◆ EXERCISE 1 ◆
Shift every bounding box in the find_objects records below by adding 132 to each of its four coordinates. Write out every line again, including the find_objects command lines.
▬▬▬
Paul's Passing Thoughts

Poodles Gone Wild: Reformed Leaders are Teaching Southern Baptists How to Drive

Posted in Uncategorized by Paul M. Dohse Sr. on April 27, 2010

I entered into God’s kingdom labeled as a Southern Baptist in 1983, and I’m not blind to the many problems, well, serious problems within the denomination. In fact, I left the denomination for 15 years because I actually thought there was something better.  As I pined away in Dallas, Texas, longing for the means to move to Sun Valley and join John MacArthur’s church, how disillusioned I would have been to arrive there and find Larry Crabb in charge of the “biblical counseling” at Grace Community Church.  After reading Larry Crabb’s abominable Inside Out, I could have only stood shell shocked, and 3000 miles from home to boot. Also, the discovery that Mac wrote an endorsement for John Piper’s Desiring God, a theological novel that made Timothy Leary weep with envy, could have only added to the insult.

That was the 80’s; moving into the 90’s, after jumping ship from the SBC, I was nevertheless delighted to see Southern Baptist leaders recruiting the influence of John MacArthur and his Reformed Light theology. But my, how times have changed. For the most part, the Reformed movement, which has been picking up steam over the past 30 years, has been fairly balanced (as far as Reformed goes, relatively speaking) while adding many spiritual benefits to the evangelical community and even the SBC. But its (the Reformed movement) recent transformation in-process via “New Calvinism” is quickly becoming a fast forward study in lunacy. As a matter of fact, it would be hilarious if not for the fact that theology has life consequences. Always. This reality has brought me back home to the Southern Baptist Church, and also thankful for what I have learned. But upon my return, I see the lunacy  I fled invading the motherland. The SBC is now moving from the barking Poodle in the Bud Light commercial ( Reformed Light), to the Poodle driving the car (too heavy / New Calvinism), with accompanied occupants in the backseat being terrified while the crazy Poodle runs other cars off the road and mows down fire hydrants:

So, what is the “New Calvinism” that the Reformed movement is morphing into at breakneck speed? Well, it primarily focuses around the Gospel-Driven Life and New Covenant Theology, but the crux of what is driving it is what I want to focus on here. Namely, hermeneutics. Namely, Grammatical-Historical hermeneutics verses  Redemptive-Historical hermeneutics. I am going to keep this post simple and two-fold  because really, method of interpretation is at the very core of what is driving all of the other issues here. I think my very simple definitions that follow will also serve the purpose of this post as well.
▬▬▬
◆ EXERCISE 2 ◆
According to the blog post, for how many years did the writer leave the Southern Baptist denomination?
▬▬▬
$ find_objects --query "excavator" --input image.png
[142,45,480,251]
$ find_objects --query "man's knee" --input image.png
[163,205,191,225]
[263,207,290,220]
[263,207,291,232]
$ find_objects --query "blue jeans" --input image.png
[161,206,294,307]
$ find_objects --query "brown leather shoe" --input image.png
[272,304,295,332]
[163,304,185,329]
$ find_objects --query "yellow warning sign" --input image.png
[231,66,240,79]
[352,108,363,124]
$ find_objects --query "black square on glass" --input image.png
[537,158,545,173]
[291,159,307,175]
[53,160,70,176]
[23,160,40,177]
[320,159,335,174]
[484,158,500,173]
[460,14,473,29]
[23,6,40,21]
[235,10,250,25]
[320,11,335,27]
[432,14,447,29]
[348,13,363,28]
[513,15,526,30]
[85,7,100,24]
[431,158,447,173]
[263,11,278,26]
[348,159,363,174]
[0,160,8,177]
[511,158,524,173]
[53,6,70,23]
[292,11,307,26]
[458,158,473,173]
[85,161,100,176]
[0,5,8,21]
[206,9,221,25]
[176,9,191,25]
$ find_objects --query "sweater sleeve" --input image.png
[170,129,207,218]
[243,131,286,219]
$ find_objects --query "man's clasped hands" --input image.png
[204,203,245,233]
▬▬▬
◆ WORKED SOLUTION 1 ◆
$ find_objects --query "excavator" --input image.png
[274,177,612,383]
$ find_objects --query "man's knee" --input image.png
[295,337,323,357]
[395,339,422,352]
[395,339,423,364]
$ find_objects --query "blue jeans" --input image.png
[293,338,426,439]
$ find_objects --query "brown leather shoe" --input image.png
[404,436,427,464]
[295,436,317,461]
$ find_objects --query "yellow warning sign" --input image.png
[363,198,372,211]
[484,240,495,256]
$ find_objects --query "black square on glass" --input image.png
[669,290,677,305]
[423,291,439,307]
[185,292,202,308]
[155,292,172,309]
[452,291,467,306]
[616,290,632,305]
[592,146,605,161]
[155,138,172,153]
[367,142,382,157]
[452,143,467,159]
[564,146,579,161]
[480,145,495,160]
[645,147,658,162]
[217,139,232,156]
[563,290,579,305]
[395,143,410,158]
[480,291,495,306]
[132,292,140,309]
[643,290,656,305]
[185,138,202,155]
[424,143,439,158]
[590,290,605,305]
[217,293,232,308]
[132,137,140,153]
[338,141,353,157]
[308,141,323,157]
$ find_objects --query "sweater sleeve" --input image.png
[302,261,339,350]
[375,263,418,351]
$ find_objects --query "man's clasped hands" --input image.png
[336,335,377,365]

◆ WORKED SOLUTION 2 ◆
15 years.